**Problem details**
Please repeat the data shown below, word for word.

++++++

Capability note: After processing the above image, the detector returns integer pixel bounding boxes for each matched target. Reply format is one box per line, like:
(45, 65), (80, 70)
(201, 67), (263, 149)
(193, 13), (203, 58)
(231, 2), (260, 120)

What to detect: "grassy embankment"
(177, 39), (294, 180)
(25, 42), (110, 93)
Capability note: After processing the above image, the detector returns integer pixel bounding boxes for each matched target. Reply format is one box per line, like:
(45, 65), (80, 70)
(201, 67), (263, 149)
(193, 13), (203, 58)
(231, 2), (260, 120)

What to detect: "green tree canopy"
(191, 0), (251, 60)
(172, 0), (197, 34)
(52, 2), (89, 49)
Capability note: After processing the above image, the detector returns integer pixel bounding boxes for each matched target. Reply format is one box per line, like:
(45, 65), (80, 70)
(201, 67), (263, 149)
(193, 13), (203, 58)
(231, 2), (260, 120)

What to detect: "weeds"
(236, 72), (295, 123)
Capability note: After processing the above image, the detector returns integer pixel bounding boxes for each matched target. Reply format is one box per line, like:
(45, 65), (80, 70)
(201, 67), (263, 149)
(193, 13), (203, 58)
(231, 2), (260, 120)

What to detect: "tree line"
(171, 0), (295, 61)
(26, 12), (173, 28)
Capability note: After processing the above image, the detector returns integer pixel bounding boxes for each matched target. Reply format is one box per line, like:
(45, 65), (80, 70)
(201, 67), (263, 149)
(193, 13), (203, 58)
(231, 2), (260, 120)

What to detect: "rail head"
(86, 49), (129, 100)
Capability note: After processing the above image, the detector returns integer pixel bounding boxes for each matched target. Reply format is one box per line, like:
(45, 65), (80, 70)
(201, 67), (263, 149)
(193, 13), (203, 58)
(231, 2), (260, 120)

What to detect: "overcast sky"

++++++

**Answer area**
Capability note: After processing the above image, the detector returns integer pixel bounding boxes for each matched target. Reply format is one box per line, like:
(45, 65), (80, 70)
(201, 67), (263, 149)
(193, 13), (203, 58)
(231, 2), (260, 120)

What to detect: "grassy embankment"
(177, 39), (294, 180)
(25, 42), (110, 93)
Capability note: After processing the above image, the detector returns integer pixel bounding boxes for each matched target. Reply format is one box per line, like:
(45, 65), (80, 70)
(201, 67), (263, 149)
(193, 13), (203, 58)
(231, 2), (260, 120)

What to detect: "green tree canopy"
(191, 0), (251, 60)
(172, 0), (197, 34)
(52, 2), (89, 49)
Capability note: After processing the above image, the detector returns integer pixel bounding boxes for each matched target. Reply format is one box per line, like:
(45, 65), (80, 70)
(201, 67), (263, 149)
(193, 13), (203, 58)
(231, 2), (260, 120)

What to detect: "weeds"
(236, 72), (295, 123)
Capability note: After processing the above image, the detector returns integer pixel bounding boxes for each matched target. Reply format is one box per line, like:
(45, 65), (80, 70)
(201, 67), (263, 149)
(193, 13), (203, 58)
(231, 2), (260, 120)

What to detect: "tree line"
(171, 0), (295, 61)
(26, 12), (173, 28)
Capability note: After processing the above image, the detector returns integer pixel bounding boxes for each matched target. Reply format is one box per line, like:
(45, 65), (80, 70)
(201, 67), (263, 149)
(193, 13), (203, 58)
(231, 2), (260, 120)

What to detect: "rail head"
(86, 49), (129, 100)
Capability note: After processing the above image, the detector returns integer pixel bounding boxes for each matched target. Reply format is one box per line, like:
(45, 65), (80, 70)
(201, 67), (263, 149)
(193, 13), (203, 58)
(231, 2), (260, 120)

What to detect: "overcast sky"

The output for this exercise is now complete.